**STATED TASK:** Return the records below line for line, with no changes.

**INPUT:**
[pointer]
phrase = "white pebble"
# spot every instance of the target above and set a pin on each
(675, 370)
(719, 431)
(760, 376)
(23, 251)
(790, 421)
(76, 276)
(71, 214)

**EXERCISE ANSWER:**
[pointer]
phrase = "white pebble"
# spot every instance of the target above and set a pin on each
(675, 370)
(719, 431)
(760, 376)
(23, 251)
(790, 421)
(76, 276)
(71, 214)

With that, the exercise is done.